-------- Input data

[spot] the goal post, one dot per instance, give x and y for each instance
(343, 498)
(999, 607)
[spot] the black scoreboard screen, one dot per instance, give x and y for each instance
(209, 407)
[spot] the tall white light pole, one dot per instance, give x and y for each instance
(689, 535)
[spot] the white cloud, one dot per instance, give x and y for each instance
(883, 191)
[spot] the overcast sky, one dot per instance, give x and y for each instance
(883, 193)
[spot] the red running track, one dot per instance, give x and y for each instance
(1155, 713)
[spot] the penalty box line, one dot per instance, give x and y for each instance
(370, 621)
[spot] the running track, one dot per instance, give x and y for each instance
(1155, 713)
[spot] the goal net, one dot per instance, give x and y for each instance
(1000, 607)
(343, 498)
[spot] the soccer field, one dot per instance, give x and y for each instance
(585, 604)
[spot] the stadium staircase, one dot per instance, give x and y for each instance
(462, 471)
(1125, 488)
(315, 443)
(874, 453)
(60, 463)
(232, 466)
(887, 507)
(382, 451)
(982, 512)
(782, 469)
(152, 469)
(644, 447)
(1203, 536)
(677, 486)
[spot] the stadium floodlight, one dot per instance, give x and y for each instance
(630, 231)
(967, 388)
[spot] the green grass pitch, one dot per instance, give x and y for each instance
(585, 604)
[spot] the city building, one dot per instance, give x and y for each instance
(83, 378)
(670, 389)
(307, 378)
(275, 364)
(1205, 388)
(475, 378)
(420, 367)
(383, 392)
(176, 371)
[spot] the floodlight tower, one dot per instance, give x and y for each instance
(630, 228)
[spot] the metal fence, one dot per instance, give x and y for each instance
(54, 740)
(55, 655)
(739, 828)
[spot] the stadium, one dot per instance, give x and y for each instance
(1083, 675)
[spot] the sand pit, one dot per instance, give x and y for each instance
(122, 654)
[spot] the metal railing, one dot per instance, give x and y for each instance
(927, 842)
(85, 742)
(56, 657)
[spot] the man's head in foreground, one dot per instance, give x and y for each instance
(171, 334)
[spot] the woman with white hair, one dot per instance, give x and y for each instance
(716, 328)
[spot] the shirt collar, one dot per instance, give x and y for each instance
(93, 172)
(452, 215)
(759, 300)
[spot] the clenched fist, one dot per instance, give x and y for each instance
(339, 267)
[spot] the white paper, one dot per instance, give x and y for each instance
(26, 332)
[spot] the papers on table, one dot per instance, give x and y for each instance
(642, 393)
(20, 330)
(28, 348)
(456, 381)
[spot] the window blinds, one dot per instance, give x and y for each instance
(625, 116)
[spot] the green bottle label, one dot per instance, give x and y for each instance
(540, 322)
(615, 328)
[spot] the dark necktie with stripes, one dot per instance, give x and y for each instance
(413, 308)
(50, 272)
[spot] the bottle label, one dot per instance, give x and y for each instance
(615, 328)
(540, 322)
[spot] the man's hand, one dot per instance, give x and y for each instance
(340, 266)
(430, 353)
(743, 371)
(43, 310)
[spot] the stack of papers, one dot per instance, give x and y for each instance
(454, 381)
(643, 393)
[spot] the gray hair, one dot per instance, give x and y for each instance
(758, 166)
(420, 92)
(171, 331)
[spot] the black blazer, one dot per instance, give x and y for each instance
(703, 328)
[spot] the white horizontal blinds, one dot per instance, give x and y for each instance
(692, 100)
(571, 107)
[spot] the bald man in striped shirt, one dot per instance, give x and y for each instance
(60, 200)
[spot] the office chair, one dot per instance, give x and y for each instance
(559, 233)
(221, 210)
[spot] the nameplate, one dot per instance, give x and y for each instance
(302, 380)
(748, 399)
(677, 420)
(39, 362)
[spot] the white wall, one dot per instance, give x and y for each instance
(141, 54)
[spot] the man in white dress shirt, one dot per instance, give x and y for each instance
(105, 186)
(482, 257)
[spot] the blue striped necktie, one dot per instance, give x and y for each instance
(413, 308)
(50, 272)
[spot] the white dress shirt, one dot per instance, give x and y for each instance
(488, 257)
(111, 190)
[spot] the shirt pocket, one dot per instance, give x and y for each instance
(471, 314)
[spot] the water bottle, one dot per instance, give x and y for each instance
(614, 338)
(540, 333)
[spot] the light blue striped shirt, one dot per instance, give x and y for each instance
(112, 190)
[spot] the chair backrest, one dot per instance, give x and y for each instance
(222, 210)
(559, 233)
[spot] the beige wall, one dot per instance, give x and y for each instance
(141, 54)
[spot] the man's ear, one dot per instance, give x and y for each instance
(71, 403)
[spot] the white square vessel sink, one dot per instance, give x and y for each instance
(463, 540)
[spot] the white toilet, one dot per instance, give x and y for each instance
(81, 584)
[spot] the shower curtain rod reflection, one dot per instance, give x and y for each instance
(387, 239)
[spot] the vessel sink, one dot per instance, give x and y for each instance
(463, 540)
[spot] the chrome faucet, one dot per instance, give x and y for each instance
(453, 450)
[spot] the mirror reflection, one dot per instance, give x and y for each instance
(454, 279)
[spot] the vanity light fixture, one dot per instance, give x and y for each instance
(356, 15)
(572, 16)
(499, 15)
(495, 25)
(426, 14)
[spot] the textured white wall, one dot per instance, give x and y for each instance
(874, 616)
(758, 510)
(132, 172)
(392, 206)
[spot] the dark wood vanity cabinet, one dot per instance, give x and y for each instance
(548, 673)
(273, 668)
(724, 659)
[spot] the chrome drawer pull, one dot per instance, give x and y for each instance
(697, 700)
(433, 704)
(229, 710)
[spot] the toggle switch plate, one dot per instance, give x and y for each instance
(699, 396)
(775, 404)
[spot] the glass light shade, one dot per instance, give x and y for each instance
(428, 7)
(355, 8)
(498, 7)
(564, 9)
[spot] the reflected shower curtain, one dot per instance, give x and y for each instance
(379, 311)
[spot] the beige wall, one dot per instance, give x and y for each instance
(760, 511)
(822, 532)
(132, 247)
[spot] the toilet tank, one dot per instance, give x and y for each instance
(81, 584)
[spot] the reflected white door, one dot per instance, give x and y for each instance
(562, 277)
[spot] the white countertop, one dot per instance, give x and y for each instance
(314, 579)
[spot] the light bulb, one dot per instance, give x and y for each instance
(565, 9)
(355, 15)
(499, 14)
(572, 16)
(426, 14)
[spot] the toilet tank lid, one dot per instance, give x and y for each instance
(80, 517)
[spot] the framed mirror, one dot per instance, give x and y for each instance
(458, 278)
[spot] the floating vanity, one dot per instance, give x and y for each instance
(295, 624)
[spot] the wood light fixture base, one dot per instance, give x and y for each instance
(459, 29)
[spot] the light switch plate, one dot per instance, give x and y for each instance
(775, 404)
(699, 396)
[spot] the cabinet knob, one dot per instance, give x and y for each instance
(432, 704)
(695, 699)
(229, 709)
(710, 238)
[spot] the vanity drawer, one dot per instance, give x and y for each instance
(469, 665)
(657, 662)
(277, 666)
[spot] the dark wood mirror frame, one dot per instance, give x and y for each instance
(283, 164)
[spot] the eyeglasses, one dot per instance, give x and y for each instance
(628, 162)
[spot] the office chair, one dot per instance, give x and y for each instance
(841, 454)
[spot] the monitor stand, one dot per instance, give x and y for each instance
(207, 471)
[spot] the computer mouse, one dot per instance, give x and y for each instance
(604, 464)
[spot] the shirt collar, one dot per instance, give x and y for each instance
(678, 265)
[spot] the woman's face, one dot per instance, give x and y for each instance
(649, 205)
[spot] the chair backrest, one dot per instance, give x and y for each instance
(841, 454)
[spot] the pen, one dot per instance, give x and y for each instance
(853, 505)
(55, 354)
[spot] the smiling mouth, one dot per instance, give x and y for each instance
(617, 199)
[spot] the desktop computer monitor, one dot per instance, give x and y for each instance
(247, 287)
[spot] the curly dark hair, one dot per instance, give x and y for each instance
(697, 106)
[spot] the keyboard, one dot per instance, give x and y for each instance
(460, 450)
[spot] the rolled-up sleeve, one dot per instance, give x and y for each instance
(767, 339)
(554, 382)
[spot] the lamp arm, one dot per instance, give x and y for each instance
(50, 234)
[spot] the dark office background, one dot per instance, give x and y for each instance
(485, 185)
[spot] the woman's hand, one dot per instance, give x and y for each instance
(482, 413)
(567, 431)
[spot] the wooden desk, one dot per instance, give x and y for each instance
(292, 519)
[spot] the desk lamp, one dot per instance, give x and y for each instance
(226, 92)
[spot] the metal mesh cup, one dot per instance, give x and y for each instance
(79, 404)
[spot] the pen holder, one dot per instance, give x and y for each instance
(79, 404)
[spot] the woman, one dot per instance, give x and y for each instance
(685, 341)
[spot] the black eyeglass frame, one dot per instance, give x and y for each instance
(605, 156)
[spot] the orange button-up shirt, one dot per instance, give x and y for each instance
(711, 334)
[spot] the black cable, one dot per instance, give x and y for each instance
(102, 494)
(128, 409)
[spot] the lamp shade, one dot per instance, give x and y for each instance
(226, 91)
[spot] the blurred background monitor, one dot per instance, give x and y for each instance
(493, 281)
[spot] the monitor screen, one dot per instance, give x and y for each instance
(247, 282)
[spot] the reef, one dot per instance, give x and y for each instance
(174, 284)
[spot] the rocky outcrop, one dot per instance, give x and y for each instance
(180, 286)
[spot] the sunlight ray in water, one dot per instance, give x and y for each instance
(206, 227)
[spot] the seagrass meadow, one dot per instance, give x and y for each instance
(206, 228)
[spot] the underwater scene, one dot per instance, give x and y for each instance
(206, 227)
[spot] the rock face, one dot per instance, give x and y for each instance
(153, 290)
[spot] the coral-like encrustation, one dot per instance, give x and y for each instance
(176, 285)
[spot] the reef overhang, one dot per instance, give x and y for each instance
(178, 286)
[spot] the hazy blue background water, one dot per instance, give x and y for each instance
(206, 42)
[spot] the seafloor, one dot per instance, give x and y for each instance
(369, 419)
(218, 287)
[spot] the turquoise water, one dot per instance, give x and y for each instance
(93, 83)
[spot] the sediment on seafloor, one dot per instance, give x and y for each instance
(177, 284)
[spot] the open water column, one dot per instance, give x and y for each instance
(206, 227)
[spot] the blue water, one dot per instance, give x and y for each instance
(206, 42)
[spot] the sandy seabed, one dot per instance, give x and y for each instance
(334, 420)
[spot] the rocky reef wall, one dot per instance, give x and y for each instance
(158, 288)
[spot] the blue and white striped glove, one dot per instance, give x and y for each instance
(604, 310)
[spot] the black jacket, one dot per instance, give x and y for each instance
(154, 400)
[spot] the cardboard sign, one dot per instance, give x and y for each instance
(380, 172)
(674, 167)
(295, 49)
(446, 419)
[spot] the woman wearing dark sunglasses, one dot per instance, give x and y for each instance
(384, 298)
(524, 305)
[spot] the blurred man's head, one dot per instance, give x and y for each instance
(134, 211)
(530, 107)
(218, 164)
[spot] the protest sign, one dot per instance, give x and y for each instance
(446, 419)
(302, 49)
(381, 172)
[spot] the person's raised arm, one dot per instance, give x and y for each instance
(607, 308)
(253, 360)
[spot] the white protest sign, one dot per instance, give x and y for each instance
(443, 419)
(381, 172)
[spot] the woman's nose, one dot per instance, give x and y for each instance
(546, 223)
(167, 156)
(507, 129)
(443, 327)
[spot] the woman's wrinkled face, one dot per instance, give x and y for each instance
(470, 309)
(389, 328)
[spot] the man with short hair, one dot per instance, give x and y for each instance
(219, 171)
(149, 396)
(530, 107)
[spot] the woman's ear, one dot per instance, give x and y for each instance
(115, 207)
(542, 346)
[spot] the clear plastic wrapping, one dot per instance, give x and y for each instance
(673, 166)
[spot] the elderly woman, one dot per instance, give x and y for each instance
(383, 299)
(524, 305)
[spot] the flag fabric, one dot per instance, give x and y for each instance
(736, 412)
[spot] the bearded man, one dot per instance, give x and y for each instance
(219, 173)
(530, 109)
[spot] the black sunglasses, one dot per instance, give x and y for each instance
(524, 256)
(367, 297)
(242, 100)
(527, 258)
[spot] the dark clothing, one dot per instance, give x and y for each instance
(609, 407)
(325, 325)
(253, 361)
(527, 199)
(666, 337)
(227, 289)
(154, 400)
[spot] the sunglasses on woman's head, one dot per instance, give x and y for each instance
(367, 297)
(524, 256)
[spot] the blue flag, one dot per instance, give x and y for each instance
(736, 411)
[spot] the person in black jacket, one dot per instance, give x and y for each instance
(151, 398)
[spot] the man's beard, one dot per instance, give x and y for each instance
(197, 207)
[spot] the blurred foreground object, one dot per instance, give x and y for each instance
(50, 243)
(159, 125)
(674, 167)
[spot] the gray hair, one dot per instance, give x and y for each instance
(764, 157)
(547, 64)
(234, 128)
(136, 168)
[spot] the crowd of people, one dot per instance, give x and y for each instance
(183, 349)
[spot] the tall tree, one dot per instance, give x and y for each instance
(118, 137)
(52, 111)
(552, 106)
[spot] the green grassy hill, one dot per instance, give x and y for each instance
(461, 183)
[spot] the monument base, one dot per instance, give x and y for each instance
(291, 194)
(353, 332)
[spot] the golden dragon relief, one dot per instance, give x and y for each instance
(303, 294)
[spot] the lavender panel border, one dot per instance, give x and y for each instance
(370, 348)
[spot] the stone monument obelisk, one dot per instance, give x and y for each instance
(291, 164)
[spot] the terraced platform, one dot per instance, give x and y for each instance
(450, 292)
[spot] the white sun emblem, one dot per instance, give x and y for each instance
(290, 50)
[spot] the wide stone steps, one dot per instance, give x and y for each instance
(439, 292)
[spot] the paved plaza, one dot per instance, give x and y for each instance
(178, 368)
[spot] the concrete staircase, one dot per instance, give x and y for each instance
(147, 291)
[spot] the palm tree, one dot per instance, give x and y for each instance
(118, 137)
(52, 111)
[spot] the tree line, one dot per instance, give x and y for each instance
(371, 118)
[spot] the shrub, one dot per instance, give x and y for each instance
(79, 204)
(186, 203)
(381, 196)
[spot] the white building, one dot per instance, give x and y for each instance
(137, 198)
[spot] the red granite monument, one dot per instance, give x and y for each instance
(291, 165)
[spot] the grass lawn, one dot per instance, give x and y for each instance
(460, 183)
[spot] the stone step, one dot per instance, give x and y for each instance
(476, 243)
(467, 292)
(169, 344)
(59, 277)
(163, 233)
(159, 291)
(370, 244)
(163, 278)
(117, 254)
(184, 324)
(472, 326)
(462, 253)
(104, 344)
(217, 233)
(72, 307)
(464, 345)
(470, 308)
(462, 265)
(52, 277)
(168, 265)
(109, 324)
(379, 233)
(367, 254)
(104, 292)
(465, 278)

----------------

[Given instruction]: Format the lines as a JSON list of strings with one string per line, leaving out blank lines. Begin at the line that has "[spot] the stadium staircase, one" and stop after the line that has "(1083, 675)", including both.

[Correct output]:
[
  "[spot] the stadium staircase, one dot per instance, give x and y for each instance",
  "(462, 471)",
  "(1125, 488)",
  "(315, 443)",
  "(874, 453)",
  "(60, 463)",
  "(232, 466)",
  "(887, 507)",
  "(382, 451)",
  "(982, 512)",
  "(782, 469)",
  "(152, 469)",
  "(644, 447)",
  "(1203, 536)",
  "(677, 486)",
  "[spot] the stadium floodlight, one dot per instance, give x and y for each instance",
  "(630, 231)",
  "(967, 388)",
  "[spot] the green grass pitch, one dot per instance, give x and y for each instance",
  "(585, 604)",
  "[spot] the city building, one dot per instance, give x and y for each instance",
  "(83, 378)",
  "(670, 389)",
  "(307, 378)",
  "(275, 364)",
  "(1205, 388)",
  "(475, 378)",
  "(420, 367)",
  "(383, 392)",
  "(176, 371)",
  "[spot] the floodlight tower, one dot per instance, give x and y for each instance",
  "(630, 228)",
  "[spot] the metal fence, one dot per instance, give x and y for each instance",
  "(54, 740)",
  "(55, 655)",
  "(739, 828)",
  "[spot] the stadium, one dot per instance, give x and y for each instance",
  "(1083, 675)"
]